→ **Given instruction A**
According to the court order, who is serving as trustee?
→ **Given instruction B**
In the court order, write out the passage from "There have not" up to and including "is a member.", substituting "fiduciary" for "trustee".

→ **Extract**
There have not been any undesirable aspects pertaining to the representation of trustee in this case. j. Nature and length of the professional relationship with the client.
Floyd, Smith, Rios Wahrlich, P.C. is the law firm in which W. Steve Smith, who is serving as trustee, is a member.
k. Awards in similar cases (whether the compensation is reasonable based on the customary compensation charged by comparably skilled practitioners in cases other than cases under this title).
Applicant's requested compensation is comparable to what would be charged by other persons or firms.
Applicant also seeks interim allowance and reimbursement of expenses advanced to trustee of $37,447.78 in the third application and $32,670.01 in the fourth application. The expenses for which reimbursement is sought are reasonable and necessary.
For the foregoing reasons, this Court finds that the objections by EuroGas-related entities and the debtors to the trustee's counsel's third and fourth interim fee applications should be DENIED. It is therefore
ORDERED that the trustee's third and fourth interim applications for compensation and reimbursement of expenses are GRANTED subject to review on final application.
APPENDIX
Upon the Effective date, under the Modified Plan Kukui acquired:
7.2 Assets to be Acquired by KUKUI. KUKUI shall acquire under Plan the following assets of the Debtor's estate:
. . . .

→ **Source material**

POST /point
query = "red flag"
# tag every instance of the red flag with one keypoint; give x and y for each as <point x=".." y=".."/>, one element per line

→ **Task output A**
W. Steve Smith

→ **Task output B**
There have not been any undesirable aspects pertaining to the representation of fiduciary in this case. j. Nature and length of the professional relationship with the client.
Floyd, Smith, Rios Wahrlich, P.C. is the law firm in which W. Steve Smith, who is serving as fiduciary, is a member.